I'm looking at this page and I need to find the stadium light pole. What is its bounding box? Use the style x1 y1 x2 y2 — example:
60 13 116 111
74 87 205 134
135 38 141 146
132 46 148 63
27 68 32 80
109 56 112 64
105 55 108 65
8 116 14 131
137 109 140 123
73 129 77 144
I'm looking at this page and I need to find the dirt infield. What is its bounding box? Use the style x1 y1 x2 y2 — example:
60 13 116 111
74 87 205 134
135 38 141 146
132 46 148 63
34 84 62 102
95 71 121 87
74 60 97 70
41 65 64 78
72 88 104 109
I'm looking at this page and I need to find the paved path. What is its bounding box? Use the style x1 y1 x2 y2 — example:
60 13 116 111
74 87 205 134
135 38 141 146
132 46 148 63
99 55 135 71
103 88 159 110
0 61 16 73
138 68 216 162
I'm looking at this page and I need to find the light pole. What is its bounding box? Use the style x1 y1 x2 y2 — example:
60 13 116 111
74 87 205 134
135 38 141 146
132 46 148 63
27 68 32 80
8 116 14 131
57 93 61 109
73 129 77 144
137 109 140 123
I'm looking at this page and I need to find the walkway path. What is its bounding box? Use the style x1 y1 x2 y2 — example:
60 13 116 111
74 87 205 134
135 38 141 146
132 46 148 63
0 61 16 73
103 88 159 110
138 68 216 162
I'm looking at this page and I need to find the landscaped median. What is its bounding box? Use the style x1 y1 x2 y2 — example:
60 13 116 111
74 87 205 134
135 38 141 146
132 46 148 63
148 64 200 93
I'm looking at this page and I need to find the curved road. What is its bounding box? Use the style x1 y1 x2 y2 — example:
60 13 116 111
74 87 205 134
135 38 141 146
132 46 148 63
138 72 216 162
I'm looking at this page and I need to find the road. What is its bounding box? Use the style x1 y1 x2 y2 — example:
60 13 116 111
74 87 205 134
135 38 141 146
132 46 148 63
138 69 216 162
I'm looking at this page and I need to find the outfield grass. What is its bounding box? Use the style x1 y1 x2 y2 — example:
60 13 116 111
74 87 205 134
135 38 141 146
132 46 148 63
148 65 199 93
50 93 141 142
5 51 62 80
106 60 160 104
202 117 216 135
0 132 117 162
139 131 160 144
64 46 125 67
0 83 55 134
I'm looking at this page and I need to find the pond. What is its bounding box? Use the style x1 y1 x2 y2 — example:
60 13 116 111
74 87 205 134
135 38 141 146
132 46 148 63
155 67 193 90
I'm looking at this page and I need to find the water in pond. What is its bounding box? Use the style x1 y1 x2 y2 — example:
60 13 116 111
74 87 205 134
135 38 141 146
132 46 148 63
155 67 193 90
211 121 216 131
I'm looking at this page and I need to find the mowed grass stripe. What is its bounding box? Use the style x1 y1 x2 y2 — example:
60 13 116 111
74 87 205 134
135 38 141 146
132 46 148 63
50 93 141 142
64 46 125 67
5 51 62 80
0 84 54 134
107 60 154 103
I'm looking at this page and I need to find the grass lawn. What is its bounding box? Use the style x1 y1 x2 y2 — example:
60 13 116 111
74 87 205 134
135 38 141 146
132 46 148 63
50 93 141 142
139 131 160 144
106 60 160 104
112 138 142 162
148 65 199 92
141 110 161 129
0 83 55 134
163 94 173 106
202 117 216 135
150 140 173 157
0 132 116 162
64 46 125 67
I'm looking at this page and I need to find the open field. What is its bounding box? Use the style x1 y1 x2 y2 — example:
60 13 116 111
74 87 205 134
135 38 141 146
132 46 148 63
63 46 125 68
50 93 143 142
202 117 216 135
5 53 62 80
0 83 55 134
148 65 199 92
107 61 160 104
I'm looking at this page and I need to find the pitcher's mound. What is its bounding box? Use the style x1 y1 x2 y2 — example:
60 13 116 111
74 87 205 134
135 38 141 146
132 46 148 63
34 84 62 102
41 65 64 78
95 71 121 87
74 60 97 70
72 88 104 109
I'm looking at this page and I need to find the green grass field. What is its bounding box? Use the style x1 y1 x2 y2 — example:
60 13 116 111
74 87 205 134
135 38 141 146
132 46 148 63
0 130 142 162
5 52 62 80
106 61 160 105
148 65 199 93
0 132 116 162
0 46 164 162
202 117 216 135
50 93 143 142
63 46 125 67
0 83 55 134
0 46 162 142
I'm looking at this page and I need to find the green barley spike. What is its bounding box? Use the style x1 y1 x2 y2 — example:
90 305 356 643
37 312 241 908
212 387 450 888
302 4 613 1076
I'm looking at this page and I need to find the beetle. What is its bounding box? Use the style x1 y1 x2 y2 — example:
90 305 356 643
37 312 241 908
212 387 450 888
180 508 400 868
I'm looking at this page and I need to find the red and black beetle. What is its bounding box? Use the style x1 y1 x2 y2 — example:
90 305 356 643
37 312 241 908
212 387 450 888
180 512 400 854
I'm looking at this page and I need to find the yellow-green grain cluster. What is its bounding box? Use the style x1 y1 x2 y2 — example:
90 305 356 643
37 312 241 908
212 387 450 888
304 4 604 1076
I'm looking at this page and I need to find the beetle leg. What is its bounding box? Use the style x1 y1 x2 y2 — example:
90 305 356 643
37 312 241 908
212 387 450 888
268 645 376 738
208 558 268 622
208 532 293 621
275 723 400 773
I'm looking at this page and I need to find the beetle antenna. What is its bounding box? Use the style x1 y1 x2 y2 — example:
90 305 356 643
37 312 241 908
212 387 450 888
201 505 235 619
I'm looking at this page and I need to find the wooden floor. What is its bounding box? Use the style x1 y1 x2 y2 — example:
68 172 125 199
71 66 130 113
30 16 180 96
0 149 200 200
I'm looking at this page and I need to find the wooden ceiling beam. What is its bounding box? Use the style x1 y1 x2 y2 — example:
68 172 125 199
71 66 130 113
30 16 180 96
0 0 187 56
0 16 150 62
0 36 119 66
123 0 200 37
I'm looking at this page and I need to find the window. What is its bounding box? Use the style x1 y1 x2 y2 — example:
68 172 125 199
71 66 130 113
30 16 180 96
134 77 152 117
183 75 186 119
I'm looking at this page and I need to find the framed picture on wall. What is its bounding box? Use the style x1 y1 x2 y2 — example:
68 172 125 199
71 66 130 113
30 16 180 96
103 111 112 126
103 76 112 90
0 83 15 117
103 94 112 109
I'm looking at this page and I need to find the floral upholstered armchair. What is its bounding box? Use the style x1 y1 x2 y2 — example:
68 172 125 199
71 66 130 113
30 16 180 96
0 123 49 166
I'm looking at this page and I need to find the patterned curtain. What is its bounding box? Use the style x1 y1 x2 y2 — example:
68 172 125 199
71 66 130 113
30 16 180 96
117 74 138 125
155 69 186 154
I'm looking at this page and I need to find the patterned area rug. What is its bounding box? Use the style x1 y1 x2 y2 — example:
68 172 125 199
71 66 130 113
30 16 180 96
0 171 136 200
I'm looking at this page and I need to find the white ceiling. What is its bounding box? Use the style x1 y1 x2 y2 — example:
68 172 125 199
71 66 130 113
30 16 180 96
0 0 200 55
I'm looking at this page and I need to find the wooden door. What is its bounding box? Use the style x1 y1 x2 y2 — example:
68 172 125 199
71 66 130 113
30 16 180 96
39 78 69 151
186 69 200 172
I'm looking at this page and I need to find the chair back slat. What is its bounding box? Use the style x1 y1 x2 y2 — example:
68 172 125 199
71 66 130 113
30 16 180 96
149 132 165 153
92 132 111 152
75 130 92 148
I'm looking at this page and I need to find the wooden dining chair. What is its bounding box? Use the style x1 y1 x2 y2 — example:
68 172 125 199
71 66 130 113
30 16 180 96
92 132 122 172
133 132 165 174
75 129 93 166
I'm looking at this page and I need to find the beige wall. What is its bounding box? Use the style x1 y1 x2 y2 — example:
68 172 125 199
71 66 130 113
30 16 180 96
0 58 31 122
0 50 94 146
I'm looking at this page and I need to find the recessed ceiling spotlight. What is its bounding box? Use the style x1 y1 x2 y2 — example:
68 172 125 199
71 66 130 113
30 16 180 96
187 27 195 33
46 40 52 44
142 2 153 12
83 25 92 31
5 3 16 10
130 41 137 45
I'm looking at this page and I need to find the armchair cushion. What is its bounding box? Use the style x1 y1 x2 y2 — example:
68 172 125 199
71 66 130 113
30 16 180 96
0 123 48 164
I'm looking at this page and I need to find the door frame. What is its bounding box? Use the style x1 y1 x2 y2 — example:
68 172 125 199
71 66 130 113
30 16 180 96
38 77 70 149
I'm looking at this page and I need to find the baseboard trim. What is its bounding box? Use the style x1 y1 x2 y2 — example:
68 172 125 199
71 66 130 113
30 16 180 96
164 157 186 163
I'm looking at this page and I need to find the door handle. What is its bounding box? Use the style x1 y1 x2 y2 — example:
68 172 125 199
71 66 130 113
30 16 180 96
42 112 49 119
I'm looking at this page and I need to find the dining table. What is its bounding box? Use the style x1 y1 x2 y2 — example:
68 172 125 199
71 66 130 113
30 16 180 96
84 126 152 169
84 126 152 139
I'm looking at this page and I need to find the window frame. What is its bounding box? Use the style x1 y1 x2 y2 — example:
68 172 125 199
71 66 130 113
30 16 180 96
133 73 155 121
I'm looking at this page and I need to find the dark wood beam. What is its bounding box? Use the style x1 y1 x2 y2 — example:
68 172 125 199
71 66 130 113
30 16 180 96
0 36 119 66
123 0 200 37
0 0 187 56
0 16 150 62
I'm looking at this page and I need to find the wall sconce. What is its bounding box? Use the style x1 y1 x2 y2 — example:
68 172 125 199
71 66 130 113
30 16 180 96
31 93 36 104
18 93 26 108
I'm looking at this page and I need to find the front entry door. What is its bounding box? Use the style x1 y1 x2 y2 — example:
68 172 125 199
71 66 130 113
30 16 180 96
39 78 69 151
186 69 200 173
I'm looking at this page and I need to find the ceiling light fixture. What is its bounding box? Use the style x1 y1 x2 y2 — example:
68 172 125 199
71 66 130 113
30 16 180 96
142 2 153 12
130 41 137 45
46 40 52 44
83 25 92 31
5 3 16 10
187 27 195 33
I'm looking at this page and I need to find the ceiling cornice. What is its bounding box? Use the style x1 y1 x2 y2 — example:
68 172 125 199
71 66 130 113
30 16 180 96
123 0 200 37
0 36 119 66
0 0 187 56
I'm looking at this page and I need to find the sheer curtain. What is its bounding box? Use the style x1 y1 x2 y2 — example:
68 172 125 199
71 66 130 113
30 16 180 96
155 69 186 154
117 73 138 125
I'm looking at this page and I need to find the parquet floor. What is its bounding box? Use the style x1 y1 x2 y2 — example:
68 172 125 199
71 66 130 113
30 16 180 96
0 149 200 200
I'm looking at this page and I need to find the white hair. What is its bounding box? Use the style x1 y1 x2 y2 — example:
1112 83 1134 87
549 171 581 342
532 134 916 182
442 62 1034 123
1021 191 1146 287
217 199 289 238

============

Given task — Render the lines starting with the one containing "find the dining" and going on through the one containing "186 69 200 173" as a Markdown table with two columns, No. and Line. Number each line, and leave out any blank lines.

Completed exercise —
| No. | Line |
|---|---|
| 1 | I'm looking at this page and I need to find the dining table. What is its bounding box? Use the style x1 y1 x2 y2 — example: |
| 2 | 68 172 125 199 |
| 3 | 71 66 130 113 |
| 4 | 30 16 180 96 |
| 5 | 84 126 152 169 |
| 6 | 84 126 152 139 |
| 7 | I'm looking at this page and I need to find the window frame. What is its bounding box? Use the style x1 y1 x2 y2 — example: |
| 8 | 68 172 125 199 |
| 9 | 71 66 130 113 |
| 10 | 30 16 180 96 |
| 11 | 133 73 155 121 |
| 12 | I'm looking at this page and I need to find the dark wood beam. What is its bounding box? Use the style x1 y1 x2 y2 — example: |
| 13 | 68 172 125 199 |
| 14 | 71 66 130 113 |
| 15 | 30 16 180 96 |
| 16 | 0 36 119 66 |
| 17 | 123 0 200 37 |
| 18 | 0 0 187 56 |
| 19 | 0 16 150 62 |
| 20 | I'm looking at this page and I need to find the wall sconce. What is its bounding box? Use the style x1 y1 x2 y2 — example: |
| 21 | 68 172 125 199 |
| 22 | 71 66 130 113 |
| 23 | 30 16 180 96 |
| 24 | 31 93 36 104 |
| 25 | 18 93 26 108 |
| 26 | I'm looking at this page and I need to find the front entry door. What is its bounding box? Use the style x1 y1 x2 y2 — example: |
| 27 | 68 172 125 199 |
| 28 | 71 66 130 113 |
| 29 | 30 16 180 96 |
| 30 | 39 78 69 151 |
| 31 | 186 69 200 173 |